• _Extrait du texte_:
Il faudrait ici refaire toute l'histoire de la politique américaine à l'égard de l'Irak sous le système des sanctions. Déjà, il semble aller de soi que l'échec relatif des inspections et le maintien résultant de l'embargo pendant 13 ans n'aient relevé que de la seule mauvaise foi dans le camp irakien. N'oublie-t-on pas un peu vite l'usage fait par Washington du Comité des sanctions et de la Commission spéciale de l'ONU pour le désarmement de l'Irak (UNSCOM), employés cyniquement comme instruments de provocation? On peut se reporter par exemple à la polémique de septembre et octobre 1998 sur la collaboration de cette commission avec les services de renseignement israéliens, un des aspects de la crise qui avait conduit à la rupture des relations entre l'Irak et l'UNSCOM. Pour une présentation neutre du contexte de l'époque, lire Ragheda Dergham. "Iraq's Frustration Could Prompt it to Overplay its Hand" , Mideast Mirror, 4 septembre 1998.

En quoi, techniquement parlant, ce régime représentait-il un danger pour ses voisins ou, plus généralement, "pour la paix dans le monde" ? L'évidence de son caractère nuisible rendait avant-guerre cette question délicate à poser : en effet, dans un débat à connotation morale, ce type d'interrogation apparaissait soit comme le signe d'une naïveté désolante, soit comme la preuve d'une incorrigible mauvaise-foi. Ainsi se dérobait justement la question que ce débat était censé adresser.

• _Données extraites_:
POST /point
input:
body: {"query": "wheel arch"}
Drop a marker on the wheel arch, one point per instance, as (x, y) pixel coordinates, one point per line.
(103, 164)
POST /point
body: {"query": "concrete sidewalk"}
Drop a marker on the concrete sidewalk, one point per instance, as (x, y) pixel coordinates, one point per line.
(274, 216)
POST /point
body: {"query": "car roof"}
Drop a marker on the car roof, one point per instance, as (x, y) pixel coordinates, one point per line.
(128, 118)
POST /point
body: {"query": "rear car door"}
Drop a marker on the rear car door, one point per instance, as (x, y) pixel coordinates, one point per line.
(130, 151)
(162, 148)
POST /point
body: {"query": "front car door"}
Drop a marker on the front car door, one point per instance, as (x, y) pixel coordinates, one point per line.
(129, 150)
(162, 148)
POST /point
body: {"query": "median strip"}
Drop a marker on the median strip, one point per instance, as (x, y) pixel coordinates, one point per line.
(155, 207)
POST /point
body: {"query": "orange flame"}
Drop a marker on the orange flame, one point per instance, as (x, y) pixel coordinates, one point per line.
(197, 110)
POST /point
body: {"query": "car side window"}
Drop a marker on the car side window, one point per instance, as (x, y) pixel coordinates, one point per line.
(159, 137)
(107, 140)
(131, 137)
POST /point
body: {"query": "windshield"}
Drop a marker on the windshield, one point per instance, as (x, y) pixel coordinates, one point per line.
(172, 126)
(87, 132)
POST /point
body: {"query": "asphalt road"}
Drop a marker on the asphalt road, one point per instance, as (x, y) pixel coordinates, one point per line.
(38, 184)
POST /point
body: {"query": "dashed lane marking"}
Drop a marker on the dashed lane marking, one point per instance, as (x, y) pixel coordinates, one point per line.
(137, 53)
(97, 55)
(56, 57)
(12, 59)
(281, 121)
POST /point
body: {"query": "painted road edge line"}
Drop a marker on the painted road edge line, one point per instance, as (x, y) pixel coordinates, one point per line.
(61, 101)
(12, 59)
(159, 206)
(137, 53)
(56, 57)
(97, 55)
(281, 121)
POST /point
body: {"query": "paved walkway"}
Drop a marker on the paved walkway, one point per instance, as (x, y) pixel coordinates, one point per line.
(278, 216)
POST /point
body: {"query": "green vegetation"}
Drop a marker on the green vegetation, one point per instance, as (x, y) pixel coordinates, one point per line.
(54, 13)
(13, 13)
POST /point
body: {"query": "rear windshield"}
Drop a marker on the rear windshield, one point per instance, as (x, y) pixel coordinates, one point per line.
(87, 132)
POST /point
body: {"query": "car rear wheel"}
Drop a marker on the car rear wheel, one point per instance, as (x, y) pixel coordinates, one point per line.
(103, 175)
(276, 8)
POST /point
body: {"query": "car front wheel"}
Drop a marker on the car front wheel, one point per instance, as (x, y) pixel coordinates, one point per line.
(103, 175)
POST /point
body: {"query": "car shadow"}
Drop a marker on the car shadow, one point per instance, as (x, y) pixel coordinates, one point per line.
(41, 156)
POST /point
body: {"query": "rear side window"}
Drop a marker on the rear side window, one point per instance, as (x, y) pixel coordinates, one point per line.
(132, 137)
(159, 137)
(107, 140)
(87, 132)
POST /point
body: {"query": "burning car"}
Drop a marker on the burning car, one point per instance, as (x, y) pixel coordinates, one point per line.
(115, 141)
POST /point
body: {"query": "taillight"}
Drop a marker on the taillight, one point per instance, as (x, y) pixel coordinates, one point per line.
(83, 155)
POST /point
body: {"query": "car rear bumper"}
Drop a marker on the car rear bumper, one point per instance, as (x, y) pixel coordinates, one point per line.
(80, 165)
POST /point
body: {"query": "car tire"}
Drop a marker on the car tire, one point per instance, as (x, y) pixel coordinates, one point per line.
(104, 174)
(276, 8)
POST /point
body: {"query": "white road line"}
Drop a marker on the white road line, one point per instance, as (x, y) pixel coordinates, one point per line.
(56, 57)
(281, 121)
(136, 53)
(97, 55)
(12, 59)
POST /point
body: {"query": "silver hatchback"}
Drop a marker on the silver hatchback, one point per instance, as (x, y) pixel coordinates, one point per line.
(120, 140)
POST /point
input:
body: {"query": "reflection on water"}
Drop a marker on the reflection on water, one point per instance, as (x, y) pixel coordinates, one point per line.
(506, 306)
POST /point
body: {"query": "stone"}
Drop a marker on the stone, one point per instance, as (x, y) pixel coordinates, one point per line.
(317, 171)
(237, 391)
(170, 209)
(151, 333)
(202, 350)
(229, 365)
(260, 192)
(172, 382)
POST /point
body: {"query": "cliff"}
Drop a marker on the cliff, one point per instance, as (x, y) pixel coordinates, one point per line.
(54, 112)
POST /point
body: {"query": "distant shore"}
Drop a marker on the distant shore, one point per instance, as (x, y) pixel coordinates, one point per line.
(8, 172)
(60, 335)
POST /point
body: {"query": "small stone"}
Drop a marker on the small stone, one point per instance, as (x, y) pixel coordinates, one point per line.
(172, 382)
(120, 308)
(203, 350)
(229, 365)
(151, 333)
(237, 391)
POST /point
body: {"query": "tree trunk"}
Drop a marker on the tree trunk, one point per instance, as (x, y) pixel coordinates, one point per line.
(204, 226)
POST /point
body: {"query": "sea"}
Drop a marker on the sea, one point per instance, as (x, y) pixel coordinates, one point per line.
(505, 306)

• _Travail demandé_:
- a) Traduisez en anglais cette phrase de l'extrait sur l'Irak : « Ainsi se dérobait justement la question que ce débat était censé adresser. »
- b) Recopiez le passage de l'extrait sur l'Irak qui va de "En quoi, techniquement" jusqu'à "était censé adresser.", en y remplaçant "régime" par "gouvernement".

• _Réponses_:
- a) Thus the very question that this debate was supposed to address was evaded.

- b)
En quoi, techniquement parlant, ce gouvernement représentait-il un danger pour ses voisins ou, plus généralement, "pour la paix dans le monde" ? L'évidence de son caractère nuisible rendait avant-guerre cette question délicate à poser : en effet, dans un débat à connotation morale, ce type d'interrogation apparaissait soit comme le signe d'une naïveté désolante, soit comme la preuve d'une incorrigible mauvaise-foi. Ainsi se dérobait justement la question que ce débat était censé adresser.